▶ [Supplied passage]:
»»

The Shops at Sunset Place is a 515K SF mall located on U.S. 1, a major thoroughfare, and Red Road. It opened in 1999 with stores that included FAO Schwarz and Virgin Megastore, both of which have since closed. Simon Property Group sold the property in 2015 to Federal Realty, along with local partners Grass River Property and the Comras Co., for $110M. Federal, which trades on the New York Stock Exchange under the ticker FRT, owns 90% of the partnership. 

In April 2019, local officials approved the owners' plans to tear down half of the shopping complex, about 80K SF of vacant retail, to be replaced with three 17-story towers that would include apartments and hotel rooms, the Miami Herald reported. An AMC movie theater and an LA Fitness gym would be updated.

In its 2019 annual report filed with the Securities and Exchange Commission last December, FRT said the mall was 62% leased and the average base rent was $17.26 per SF. Even though the property had seen some bright spots — a 6,500 SF Yumbrella food hall opened in the complex in March 2019 — most retailers, including the movie theater, a Game Time and a Splitsville bowling facility, closed when the COVID-19 pandemic hit. 

“The joint venture is in active conversations with its lender at this time," a spokesperson for the owners told Bisnow via email. "The partnership firmly believes in the potential of the Shops at Sunset Place as a viable redevelopment opportunity given its central location within South Miami’s vibrant community.”

The mortgage matured Sept. 1. The default was disclosed on a prospectus supplement filed with the SEC Oct. 8 in conjunction with an offering of $400M in green bonds. The filing says that FRT will evaluate its long-term plans for the Shops at Sunset Place, "mindful of the impact of COVID-19 on the revenue prospects for the property, in light of its anchor system comprised primarily of entertainment and experiential tenants."   

North Bethesda, Maryland-based FRT last reported the Shops at Sunset Place's carrying value at $113M in June, but it said in the Oct. 8 filing it is considering writing down the value of the property in the form of an impairment. The $61M loan is nonrecourse, meaning the default won't affect FRT's other properties.

Just a day before filing the supplement, FRT released a business update for investors, with a presentation asserting that the company has paid 53 years of increased annual dividends, the longest record in the REIT industry. The company controls 104 open-air properties in suburbs of eight major metropolitan markets.

Its business update stated that all 104 properties remained open and operating throughout the COVID-19 pandemic, that 94% of retail tenants are open, and that the company entered into deferral agreements for $30M of rents. Its newly renovated CocoWalk in Miami's Coconut Grove was at 85% occupancy as of last month, the Miami Herald reported.

FRT CEO Don Wood told Bisnow in an interview last month that the company has put all future development on pause, but it will continue building its active $600M construction pipeline.

He also said the company is collecting about 80% of its expected retail rent, an increase since the spring and summer, and it is focused on helping previously healthy retailers survive. Wood said at a virtual real estate conference in September that the country is over-retailed, something he has publicly believed since well before the pandemic.

"Certainly we will lose retailers," Wood told Bisnow last month. "The key is not about losing retailers that were weak coming into this. The key is replacing them with the strong companies that will come out of this, and there are many."

««

▶ [Stored data]:
»»

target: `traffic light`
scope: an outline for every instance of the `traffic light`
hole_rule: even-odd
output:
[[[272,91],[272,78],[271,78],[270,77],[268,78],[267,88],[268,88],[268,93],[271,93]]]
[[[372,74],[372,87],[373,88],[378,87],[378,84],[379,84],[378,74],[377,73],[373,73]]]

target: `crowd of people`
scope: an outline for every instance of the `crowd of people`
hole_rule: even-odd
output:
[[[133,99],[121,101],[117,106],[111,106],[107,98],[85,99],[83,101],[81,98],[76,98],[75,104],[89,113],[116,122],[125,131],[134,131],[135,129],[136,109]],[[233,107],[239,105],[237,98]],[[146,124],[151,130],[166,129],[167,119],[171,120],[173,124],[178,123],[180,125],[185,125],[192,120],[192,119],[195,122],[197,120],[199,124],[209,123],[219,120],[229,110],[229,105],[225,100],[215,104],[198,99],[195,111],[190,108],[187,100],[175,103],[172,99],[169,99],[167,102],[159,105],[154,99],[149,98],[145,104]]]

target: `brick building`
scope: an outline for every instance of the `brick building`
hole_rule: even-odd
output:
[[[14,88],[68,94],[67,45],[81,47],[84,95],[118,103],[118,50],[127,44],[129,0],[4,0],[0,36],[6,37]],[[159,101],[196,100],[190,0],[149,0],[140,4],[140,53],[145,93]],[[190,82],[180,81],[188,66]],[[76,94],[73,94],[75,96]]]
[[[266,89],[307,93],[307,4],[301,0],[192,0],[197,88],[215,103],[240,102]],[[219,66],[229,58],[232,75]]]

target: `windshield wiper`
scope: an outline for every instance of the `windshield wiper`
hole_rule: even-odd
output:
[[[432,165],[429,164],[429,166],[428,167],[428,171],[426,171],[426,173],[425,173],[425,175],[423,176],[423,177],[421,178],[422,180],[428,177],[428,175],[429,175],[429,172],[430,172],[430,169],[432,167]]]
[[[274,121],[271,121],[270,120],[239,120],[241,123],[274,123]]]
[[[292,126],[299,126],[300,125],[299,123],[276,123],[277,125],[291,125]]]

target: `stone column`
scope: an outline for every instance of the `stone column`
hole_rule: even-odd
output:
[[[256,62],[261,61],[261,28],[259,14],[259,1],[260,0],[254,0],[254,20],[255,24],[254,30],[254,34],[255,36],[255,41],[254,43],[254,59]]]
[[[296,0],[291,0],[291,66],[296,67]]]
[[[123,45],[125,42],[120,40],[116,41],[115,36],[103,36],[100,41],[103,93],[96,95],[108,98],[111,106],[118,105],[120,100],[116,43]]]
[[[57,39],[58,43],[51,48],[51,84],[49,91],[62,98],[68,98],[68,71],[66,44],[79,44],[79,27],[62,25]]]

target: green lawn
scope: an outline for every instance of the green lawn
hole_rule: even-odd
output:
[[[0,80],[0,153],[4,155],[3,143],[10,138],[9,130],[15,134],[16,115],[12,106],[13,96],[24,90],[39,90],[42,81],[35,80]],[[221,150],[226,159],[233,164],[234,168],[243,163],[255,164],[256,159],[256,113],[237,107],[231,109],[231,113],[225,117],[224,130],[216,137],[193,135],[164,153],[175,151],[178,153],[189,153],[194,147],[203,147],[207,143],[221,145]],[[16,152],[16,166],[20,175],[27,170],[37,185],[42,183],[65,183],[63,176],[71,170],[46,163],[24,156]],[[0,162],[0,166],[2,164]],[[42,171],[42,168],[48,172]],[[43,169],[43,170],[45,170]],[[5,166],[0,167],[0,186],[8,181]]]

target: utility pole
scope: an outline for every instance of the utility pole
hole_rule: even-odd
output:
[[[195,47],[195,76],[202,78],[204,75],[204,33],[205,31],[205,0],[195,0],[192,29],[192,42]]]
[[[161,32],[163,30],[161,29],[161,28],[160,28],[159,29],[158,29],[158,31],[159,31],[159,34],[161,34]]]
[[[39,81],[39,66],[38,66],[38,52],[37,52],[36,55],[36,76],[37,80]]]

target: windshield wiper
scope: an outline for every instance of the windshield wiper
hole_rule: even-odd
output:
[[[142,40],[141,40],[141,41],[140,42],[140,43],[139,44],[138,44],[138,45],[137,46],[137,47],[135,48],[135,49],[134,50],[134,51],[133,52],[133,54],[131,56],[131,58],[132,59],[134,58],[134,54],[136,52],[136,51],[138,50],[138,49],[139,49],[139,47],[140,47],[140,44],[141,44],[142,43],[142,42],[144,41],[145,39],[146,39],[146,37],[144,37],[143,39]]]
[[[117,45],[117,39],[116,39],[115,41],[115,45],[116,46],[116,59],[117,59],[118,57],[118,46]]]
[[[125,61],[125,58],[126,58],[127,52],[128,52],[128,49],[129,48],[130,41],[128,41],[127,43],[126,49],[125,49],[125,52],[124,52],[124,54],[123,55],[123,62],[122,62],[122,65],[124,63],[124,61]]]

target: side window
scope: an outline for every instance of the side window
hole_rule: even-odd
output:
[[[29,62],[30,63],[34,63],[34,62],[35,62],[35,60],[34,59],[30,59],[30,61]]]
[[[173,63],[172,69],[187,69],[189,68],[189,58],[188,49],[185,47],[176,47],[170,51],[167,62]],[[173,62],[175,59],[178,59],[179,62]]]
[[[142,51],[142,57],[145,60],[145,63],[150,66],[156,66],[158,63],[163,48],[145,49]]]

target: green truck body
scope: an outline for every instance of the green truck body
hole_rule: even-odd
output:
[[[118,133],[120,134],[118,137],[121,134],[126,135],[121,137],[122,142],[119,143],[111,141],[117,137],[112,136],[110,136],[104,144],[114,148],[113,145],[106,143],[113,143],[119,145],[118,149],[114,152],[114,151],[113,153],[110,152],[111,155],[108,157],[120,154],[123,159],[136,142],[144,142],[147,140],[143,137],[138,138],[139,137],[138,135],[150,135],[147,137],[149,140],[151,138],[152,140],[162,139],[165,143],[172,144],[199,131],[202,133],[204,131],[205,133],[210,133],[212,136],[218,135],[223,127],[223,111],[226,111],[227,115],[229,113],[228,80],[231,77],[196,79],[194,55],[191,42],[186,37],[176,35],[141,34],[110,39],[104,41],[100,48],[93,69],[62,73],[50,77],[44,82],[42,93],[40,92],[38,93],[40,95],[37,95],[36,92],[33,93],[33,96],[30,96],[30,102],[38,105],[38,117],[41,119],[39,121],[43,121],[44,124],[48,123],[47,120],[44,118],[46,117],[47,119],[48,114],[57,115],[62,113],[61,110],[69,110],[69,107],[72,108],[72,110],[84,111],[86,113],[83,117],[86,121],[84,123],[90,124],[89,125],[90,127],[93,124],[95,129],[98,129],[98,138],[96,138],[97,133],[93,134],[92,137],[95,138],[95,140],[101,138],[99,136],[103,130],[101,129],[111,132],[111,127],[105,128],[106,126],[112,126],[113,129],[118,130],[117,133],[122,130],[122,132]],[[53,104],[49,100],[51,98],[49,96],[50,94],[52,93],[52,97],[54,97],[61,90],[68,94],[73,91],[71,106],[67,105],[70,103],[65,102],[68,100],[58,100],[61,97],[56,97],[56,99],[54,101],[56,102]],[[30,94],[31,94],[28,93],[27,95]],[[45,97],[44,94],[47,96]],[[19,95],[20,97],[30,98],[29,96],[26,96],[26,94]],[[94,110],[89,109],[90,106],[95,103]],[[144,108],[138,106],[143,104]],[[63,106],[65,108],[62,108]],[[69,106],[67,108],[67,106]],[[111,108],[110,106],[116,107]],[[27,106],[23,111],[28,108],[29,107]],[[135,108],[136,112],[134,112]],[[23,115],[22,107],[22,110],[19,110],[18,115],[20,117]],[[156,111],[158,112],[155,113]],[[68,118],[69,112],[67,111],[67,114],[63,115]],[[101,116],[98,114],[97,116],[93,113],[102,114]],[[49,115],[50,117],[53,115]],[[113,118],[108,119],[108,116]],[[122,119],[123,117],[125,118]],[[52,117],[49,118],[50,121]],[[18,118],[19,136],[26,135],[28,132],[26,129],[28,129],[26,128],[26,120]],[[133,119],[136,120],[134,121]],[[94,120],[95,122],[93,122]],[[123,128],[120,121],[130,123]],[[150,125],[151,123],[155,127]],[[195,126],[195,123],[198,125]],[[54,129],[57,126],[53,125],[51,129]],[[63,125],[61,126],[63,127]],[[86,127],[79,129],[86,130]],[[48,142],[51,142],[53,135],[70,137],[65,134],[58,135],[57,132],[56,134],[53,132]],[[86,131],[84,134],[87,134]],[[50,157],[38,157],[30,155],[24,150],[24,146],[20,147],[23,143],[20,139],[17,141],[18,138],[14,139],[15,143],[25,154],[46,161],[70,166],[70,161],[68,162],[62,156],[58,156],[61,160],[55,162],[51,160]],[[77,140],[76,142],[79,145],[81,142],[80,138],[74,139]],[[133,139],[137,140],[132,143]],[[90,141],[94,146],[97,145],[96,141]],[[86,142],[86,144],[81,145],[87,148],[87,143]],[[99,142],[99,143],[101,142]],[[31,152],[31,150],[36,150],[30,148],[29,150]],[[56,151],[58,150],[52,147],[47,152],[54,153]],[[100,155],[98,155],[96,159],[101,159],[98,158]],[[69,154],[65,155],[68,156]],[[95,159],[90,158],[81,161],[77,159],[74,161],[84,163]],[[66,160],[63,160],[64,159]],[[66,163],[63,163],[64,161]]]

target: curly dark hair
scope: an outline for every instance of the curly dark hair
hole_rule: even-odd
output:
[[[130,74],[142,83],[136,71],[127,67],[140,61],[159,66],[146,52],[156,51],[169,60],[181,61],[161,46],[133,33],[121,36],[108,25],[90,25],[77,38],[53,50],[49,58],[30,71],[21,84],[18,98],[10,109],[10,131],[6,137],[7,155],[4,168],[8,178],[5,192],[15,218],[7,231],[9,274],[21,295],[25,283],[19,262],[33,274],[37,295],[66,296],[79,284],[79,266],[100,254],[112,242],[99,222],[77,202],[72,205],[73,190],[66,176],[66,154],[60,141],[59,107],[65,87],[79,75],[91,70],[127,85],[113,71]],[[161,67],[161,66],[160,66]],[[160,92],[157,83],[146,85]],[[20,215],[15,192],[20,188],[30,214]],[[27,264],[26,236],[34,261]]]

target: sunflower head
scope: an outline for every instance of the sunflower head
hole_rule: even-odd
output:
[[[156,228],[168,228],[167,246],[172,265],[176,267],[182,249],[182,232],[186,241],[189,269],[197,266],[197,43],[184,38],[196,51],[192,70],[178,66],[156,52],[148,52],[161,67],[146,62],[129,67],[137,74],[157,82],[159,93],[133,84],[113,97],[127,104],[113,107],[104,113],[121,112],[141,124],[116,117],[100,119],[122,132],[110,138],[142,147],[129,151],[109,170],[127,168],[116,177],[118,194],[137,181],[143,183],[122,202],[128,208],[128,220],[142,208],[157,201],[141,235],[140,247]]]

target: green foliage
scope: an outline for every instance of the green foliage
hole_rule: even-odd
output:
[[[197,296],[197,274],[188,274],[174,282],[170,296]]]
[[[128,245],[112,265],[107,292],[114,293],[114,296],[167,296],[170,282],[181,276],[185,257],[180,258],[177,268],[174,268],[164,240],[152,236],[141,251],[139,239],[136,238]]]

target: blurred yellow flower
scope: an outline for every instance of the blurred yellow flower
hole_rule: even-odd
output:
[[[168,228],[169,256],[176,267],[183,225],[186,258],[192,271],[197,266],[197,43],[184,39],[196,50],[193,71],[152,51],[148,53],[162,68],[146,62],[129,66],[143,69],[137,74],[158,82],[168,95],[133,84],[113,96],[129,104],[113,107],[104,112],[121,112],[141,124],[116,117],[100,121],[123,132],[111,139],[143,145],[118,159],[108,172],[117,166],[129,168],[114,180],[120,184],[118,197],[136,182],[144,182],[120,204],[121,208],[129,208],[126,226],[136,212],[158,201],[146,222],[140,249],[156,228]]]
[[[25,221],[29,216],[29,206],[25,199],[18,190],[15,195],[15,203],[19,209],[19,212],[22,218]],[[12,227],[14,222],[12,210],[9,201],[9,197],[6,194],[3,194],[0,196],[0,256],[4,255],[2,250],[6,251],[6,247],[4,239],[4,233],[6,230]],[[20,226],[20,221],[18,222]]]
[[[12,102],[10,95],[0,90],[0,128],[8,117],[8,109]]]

««

▶ [Tasks]:
[1] Answer these questions using the Shops at Sunset Place article:
(a) In what year did the mall open?
(b) What percentage of the mall was leased, according to FRT's 2019 annual report?
(c) How many open-air properties does the company control?
[2] What is the passage of the Shops at Sunset Place article starting at "The Shops at Sunset Place is" and ending at "would be updated."? Write it out word for word.

▶ [List of solutions]:
[1]
(a) 1999
(b) 62%
(c) 104

[2]
The Shops at Sunset Place is a 515K SF mall located on U.S. 1, a major thoroughfare, and Red Road. It opened in 1999 with stores that included FAO Schwarz and Virgin Megastore, both of which have since closed. Simon Property Group sold the property in 2015 to Federal Realty, along with local partners Grass River Property and the Comras Co., for $110M. Federal, which trades on the New York Stock Exchange under the ticker FRT, owns 90% of the partnership. 

In April 2019, local officials approved the owners' plans to tear down half of the shopping complex, about 80K SF of vacant retail, to be replaced with three 17-story towers that would include apartments and hotel rooms, the Miami Herald reported. An AMC movie theater and an LA Fitness gym would be updated.